• Given instruction
Exactly retype the lines below from the one containing "Check that each instance of the woman's forearm" through the end of the listing. Leave pictures out.

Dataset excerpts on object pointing
- - - - -

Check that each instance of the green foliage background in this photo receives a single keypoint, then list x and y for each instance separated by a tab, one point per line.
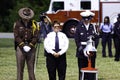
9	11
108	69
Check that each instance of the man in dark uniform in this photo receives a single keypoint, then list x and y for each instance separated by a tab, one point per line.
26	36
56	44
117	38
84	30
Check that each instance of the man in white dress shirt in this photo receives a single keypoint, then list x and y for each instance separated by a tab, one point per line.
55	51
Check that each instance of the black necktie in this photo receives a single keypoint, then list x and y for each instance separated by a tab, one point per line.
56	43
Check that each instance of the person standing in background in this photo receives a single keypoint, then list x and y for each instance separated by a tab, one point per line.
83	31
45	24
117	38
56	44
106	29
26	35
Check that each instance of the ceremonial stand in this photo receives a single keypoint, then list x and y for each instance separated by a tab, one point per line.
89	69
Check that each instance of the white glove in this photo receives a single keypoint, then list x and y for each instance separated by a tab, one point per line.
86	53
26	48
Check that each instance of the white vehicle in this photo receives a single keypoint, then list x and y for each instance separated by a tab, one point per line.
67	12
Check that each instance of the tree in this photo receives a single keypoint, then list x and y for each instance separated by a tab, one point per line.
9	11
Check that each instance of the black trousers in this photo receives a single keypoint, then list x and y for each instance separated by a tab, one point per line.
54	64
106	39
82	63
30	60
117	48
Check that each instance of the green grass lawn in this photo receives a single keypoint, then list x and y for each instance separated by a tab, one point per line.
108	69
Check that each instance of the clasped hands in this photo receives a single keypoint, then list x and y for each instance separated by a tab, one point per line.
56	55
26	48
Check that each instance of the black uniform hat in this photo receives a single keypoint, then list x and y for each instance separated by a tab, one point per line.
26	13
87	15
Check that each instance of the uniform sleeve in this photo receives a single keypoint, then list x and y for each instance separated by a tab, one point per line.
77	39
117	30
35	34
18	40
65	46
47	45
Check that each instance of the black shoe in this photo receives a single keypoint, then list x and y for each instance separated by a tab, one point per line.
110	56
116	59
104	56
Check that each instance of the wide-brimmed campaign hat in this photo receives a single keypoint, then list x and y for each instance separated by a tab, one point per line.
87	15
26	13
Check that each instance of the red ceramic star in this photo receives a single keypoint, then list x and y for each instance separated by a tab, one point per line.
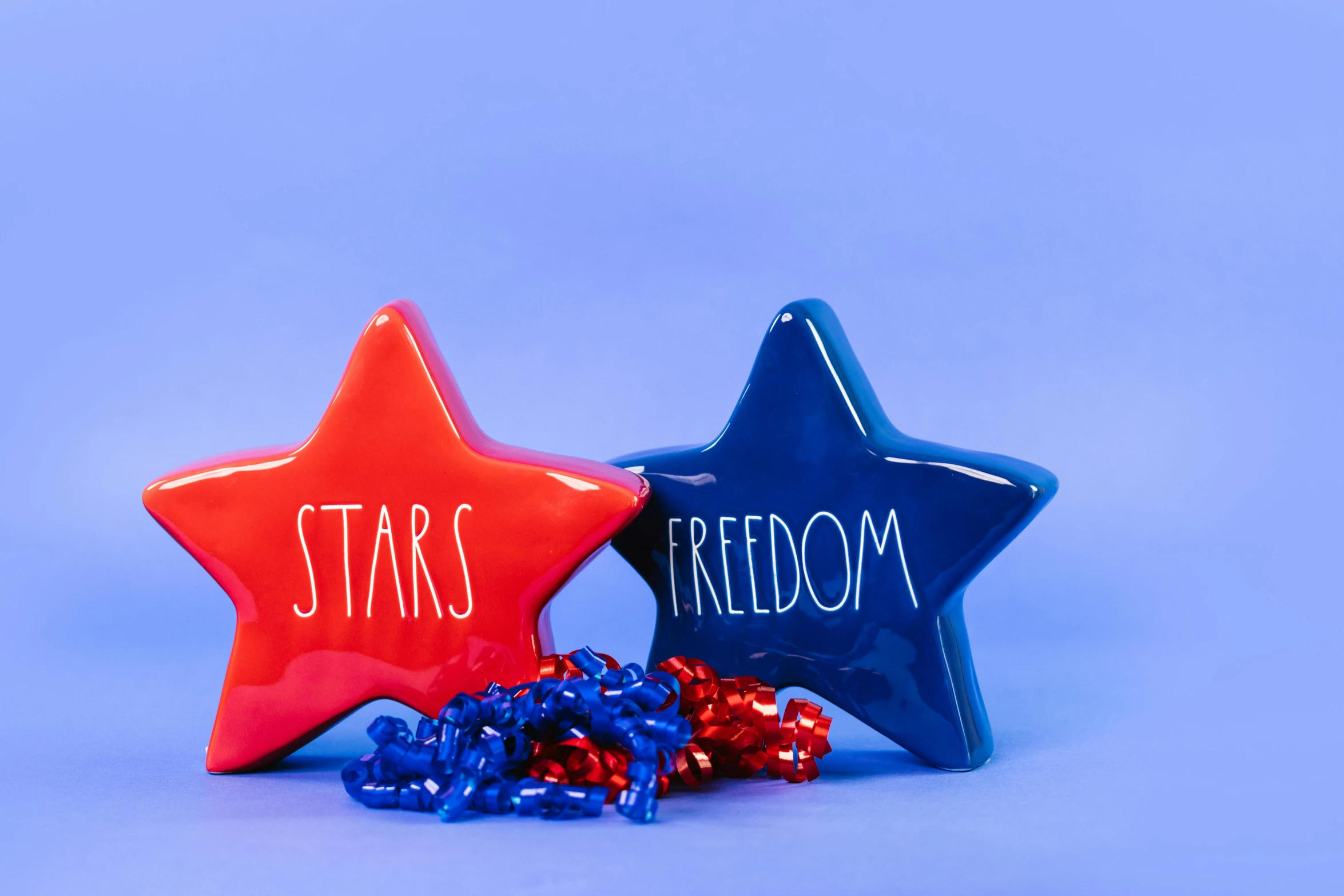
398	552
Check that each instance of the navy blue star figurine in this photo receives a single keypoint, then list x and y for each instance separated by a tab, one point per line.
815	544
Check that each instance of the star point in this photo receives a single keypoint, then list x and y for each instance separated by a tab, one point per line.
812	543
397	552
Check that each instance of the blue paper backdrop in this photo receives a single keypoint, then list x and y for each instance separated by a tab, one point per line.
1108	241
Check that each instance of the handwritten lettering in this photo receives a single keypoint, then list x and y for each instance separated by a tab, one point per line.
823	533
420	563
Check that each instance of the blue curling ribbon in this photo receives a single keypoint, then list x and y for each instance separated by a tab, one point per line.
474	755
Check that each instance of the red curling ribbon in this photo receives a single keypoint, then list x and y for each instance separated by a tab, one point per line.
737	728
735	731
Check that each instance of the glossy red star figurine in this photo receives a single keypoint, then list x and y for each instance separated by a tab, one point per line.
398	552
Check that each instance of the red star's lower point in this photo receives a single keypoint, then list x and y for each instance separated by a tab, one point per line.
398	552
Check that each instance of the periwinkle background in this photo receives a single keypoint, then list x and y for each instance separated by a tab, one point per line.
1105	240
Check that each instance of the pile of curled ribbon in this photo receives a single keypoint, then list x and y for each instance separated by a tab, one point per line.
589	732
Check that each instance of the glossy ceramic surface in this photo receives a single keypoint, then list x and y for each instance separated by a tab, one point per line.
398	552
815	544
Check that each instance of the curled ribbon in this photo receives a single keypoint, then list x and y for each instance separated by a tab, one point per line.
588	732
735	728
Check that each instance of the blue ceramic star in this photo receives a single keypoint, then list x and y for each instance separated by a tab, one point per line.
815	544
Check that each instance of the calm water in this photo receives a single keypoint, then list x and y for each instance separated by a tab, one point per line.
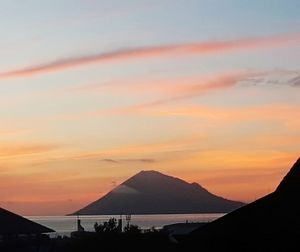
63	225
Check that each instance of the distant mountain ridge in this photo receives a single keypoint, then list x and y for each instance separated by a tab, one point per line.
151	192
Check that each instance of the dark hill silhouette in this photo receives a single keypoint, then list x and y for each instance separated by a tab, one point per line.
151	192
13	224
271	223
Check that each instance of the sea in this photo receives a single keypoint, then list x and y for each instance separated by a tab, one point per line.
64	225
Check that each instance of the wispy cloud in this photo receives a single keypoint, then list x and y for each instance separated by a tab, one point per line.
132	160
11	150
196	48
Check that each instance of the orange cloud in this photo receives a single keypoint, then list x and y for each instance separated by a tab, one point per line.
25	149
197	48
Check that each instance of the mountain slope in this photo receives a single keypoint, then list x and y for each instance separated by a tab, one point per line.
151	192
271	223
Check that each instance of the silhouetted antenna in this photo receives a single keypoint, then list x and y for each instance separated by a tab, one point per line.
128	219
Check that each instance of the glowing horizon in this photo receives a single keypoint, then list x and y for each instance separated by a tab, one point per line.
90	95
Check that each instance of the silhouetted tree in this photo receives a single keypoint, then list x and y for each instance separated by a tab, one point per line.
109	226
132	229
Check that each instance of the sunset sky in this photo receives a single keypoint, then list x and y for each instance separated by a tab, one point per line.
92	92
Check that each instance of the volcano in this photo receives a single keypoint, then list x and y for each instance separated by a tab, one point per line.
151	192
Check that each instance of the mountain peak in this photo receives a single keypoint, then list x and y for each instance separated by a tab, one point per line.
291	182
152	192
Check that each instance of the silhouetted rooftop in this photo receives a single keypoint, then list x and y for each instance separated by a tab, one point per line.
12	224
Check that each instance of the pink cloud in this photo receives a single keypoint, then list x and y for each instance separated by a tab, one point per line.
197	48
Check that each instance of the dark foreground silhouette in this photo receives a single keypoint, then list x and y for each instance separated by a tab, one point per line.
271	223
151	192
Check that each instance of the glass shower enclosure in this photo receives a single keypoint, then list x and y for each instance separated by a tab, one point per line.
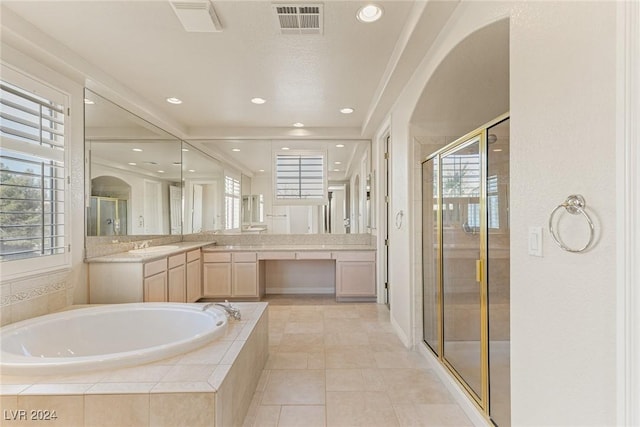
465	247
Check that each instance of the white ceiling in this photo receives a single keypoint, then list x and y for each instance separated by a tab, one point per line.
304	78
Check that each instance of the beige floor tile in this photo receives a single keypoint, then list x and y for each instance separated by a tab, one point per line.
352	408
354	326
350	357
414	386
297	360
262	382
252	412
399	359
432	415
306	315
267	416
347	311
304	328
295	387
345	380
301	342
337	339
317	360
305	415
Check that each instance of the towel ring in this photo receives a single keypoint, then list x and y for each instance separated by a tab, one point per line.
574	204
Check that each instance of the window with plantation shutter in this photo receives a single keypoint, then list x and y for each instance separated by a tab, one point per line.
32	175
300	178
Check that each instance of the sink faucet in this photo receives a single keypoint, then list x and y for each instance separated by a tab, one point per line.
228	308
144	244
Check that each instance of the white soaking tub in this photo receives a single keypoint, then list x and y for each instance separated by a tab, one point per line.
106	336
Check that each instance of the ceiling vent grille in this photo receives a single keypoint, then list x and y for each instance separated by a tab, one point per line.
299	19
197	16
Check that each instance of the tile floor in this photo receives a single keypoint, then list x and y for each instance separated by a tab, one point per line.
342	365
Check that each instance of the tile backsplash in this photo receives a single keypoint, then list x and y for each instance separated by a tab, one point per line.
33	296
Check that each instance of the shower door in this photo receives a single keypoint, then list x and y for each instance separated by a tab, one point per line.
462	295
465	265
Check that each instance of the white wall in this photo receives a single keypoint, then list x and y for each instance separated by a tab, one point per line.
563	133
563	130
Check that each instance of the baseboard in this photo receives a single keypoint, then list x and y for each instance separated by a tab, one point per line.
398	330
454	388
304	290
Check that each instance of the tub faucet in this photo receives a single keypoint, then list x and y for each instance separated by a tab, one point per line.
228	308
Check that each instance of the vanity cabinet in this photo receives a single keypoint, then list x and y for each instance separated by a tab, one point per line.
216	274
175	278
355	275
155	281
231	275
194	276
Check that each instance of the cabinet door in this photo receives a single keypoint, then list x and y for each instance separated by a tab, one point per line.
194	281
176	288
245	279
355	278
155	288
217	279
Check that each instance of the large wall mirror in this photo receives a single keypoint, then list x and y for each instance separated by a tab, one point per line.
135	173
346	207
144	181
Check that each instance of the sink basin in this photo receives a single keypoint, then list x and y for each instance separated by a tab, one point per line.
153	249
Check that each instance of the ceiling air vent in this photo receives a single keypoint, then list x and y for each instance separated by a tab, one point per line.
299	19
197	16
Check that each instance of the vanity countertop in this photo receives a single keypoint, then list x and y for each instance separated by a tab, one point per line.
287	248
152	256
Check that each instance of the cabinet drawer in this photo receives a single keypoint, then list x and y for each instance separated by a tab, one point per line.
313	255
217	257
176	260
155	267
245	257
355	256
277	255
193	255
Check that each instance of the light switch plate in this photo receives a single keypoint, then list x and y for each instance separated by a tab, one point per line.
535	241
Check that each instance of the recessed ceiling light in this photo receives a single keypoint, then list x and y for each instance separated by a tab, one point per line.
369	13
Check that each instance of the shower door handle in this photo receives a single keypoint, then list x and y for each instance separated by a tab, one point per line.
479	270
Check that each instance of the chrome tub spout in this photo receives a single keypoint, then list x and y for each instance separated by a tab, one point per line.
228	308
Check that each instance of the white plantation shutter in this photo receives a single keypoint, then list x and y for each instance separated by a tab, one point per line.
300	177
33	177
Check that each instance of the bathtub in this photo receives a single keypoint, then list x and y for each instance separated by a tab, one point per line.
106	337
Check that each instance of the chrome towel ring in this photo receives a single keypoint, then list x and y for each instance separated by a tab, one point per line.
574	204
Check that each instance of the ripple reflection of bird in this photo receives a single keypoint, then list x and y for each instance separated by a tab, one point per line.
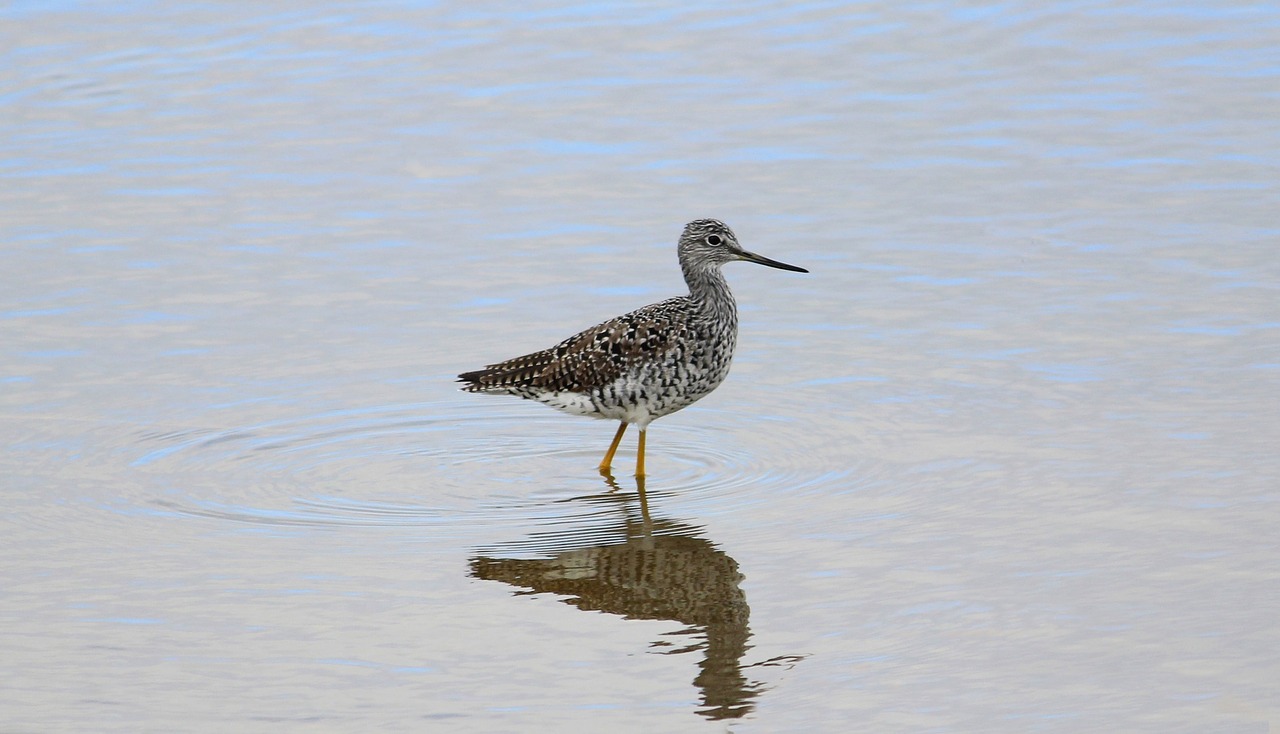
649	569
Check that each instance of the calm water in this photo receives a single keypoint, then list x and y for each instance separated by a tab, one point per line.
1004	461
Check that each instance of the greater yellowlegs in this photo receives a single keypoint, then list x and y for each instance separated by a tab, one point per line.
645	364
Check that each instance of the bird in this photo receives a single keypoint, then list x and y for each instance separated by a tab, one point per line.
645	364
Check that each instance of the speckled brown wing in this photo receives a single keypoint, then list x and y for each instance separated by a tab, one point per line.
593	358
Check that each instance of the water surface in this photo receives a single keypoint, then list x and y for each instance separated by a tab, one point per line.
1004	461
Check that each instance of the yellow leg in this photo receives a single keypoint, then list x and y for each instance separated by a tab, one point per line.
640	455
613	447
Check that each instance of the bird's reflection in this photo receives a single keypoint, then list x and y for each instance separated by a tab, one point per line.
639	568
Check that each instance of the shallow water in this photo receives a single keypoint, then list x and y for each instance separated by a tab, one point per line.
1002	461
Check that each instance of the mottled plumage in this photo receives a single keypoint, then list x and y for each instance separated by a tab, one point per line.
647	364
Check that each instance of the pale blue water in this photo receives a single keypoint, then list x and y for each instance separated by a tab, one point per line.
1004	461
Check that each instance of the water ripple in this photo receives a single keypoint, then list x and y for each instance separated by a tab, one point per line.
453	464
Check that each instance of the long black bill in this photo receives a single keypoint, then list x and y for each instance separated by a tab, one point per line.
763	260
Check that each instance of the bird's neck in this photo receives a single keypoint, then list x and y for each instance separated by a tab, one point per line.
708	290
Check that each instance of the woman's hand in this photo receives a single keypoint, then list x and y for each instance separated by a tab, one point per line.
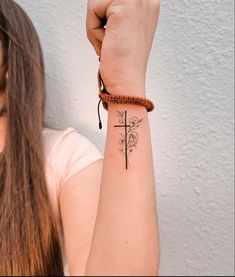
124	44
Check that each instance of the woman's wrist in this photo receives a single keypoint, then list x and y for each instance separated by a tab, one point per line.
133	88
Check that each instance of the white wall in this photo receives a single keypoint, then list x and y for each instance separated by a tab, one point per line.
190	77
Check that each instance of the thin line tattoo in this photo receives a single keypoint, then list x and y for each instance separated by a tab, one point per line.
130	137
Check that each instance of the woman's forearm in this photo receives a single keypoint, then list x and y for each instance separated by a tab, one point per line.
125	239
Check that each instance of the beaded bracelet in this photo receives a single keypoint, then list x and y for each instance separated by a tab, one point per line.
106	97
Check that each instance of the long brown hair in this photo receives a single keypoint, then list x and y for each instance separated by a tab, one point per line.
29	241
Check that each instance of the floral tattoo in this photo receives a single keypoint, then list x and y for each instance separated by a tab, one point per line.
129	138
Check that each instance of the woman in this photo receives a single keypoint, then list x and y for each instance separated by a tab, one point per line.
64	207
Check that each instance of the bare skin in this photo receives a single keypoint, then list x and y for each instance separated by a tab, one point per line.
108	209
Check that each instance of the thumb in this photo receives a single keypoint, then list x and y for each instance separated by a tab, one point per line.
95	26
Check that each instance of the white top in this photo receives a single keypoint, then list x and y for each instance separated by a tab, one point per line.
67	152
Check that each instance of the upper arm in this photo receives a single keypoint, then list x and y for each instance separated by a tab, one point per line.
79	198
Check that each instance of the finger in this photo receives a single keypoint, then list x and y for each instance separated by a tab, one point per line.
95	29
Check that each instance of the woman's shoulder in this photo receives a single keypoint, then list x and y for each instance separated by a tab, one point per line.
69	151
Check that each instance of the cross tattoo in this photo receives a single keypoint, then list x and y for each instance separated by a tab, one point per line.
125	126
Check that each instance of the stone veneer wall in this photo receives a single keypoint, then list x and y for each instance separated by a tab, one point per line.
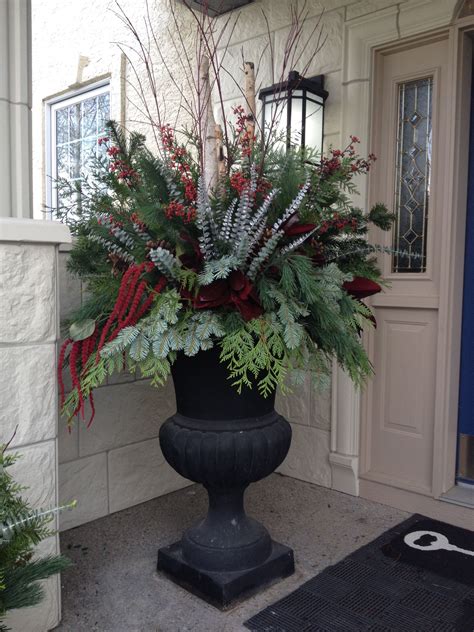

- - - - -

• Solution for this task
Check that each instance of the woman's forearm in this photo receives a single keypoint, then list x and y for each instance separated by a tab, one point per line.
125	239
Check that each instance of the beaded bracelet in this photo receives a single keypoint, then list x and y for each instance separated by a tab, one point per line.
106	97
Check that each instance of the long brown hair in this photo receives a single keypoint, then list x and y for each instance separated by a tab, one point per line.
29	241
Check that each instance of the floral tattoo in this photo receives a single keypoint, then list x and y for each instance separated by a tab, one point per line.
129	138
Check that each instance of the woman in this photo receives a single keypoint, then list x and y for each instance separated by a tab, one point per line.
64	207
Check that each instance of the bare skin in this photo receives a single keypoint, then list x and y for each instance separated by a tab, one point per line.
108	209
Check that each instance of the thumb in this photo receives a single keypoint, then list x and y for each instance separated by a tab, one point per line.
95	26
Check that each instance of the white top in this photo receives a single keypoint, then list x and y for each instance separated by a tab, one point per line.
67	152
Check that each instance of the upper arm in this photo receives a single keypoint, then list x and y for each instance separated by a tab, one point per line.
79	198
Check that each instance of the finger in this photo receives a single keypoint, then list x and y for each instance separated by a tab, one point per line.
95	29
Check that each instance of the woman's shoulder in this photo receives a single keypoint, then list x and y for each instance separated by a tab, one point per line.
69	151
Check that each instance of the cross tattoo in this photo receives a single keypoint, then list x and y for each instance separated by a tab, one point per line.
125	126
Check that each instance of the stone veneer wall in this photo receives a single keypoint, then list x and y for each instance separated by a tab, one point per line.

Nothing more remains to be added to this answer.